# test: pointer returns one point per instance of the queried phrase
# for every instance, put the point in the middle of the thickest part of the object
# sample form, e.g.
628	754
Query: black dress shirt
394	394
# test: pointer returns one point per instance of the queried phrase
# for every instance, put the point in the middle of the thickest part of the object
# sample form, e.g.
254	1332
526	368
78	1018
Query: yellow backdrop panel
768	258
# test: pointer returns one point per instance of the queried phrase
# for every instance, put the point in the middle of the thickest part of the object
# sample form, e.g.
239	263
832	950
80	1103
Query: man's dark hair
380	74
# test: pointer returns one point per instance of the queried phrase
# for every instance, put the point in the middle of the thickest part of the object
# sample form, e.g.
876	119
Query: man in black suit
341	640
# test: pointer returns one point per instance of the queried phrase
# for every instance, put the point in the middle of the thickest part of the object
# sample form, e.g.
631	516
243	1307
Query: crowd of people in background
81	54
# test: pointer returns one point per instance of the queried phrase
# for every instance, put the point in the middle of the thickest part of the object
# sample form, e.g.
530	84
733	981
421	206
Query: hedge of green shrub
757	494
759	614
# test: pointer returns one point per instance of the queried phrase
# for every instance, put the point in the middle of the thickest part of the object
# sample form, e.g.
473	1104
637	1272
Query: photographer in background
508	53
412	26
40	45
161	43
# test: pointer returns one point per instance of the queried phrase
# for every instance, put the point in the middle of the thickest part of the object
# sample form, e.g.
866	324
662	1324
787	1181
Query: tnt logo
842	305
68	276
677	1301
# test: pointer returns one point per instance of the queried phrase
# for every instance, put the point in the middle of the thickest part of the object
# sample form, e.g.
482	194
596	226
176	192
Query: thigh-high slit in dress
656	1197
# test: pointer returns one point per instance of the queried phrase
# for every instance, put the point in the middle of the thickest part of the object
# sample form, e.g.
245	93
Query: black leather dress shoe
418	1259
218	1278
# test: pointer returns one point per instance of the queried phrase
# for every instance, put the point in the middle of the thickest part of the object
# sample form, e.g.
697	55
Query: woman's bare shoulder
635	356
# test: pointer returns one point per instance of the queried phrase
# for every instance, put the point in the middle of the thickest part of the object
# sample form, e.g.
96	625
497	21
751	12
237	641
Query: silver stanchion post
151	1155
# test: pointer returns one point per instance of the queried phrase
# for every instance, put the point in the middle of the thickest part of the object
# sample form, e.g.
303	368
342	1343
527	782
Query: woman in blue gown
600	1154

Direction.
Take the entries above and transcribe them exactly.

Full solution.
# test: pointer returns one point per instance of the queried phrase
# for every instance, put the point in the middle of the thickest part of the object
# sample form, e.g.
628	754
Query: black dress shirt
394	394
# test: pointer returns one point per instance of the queried phrase
# for every instance, put the point in the middle of the thickest part of the object
# sample form, e.g.
254	1332
526	368
78	1018
Query: yellow backdrop panel
768	258
# test: pointer returns one point per instance of the queried phrase
# for every instance, put the point in the middle of the thickest part of the object
# sample form, e.g.
239	263
832	950
80	1103
Query: man's dark hair
380	74
# test: pointer returns one point per instance of the queried phrase
# for every instance, put the point in the middle of the thickest part of the object
# sample form, e.g.
876	119
Query: man in black suit
341	640
# test: pointer returns one point per instance of the queried phrase
# for every instance, put the point in the middle of the thickest part of the object
# sample form, e.g.
631	516
243	1307
Query: crowd of people in background
81	54
# test: pointer returns one point per instance of the queried phrase
# for every instance, put the point in the middle of the thickest part of the object
# sample form, e.g.
530	84
733	981
421	206
Query: hedge of green shrub
757	494
759	614
# test: pointer returns one point per instance of the queried phrase
# for every instance, put the point in the middle of the thickest part of the object
# sample form, e.g.
473	1104
637	1272
Query: photographer in background
508	53
412	26
40	45
161	43
# test: pointer returns one point per instance of the queried phrase
# for every instance, put the point in the middle of the thickest part of the object
# sample form, e.g.
866	324
662	1324
787	1181
Query: tnt logo
842	305
68	276
677	1301
# test: pointer returns one point per instance of the queried phrase
# for every instance, put the point in the middle of the thickest part of the object
# sample form, e.g.
482	194
596	226
176	192
Query: thigh-high slit in dress
656	1197
# test: pointer returns one point per instance of the queried phrase
# for every instance, put the point in the middle of the thickest part of the object
# sample form, e.g.
245	93
Query: black leather dress shoe
418	1259
218	1278
# test: pointer returns one point per instance of the queried phrase
# for every instance, put the point in the middle of the thickest part of the object
# sample form, e.g.
697	55
Query: woman's bare shoulder
635	356
# test: pointer returns one point per instance of the queried phrase
# for every instance, put the point in the middle of the thickest part of the object
# sample form, e.g.
96	625
497	21
751	12
237	641
Query: silver stanchion post
151	1155
# test: pointer returns one point per instance of the queried phrase
# for every instance, put the point in the middle of the thickest part of the object
# sample form, e.g.
303	368
342	1343
527	782
Query: woman in blue gown
600	1154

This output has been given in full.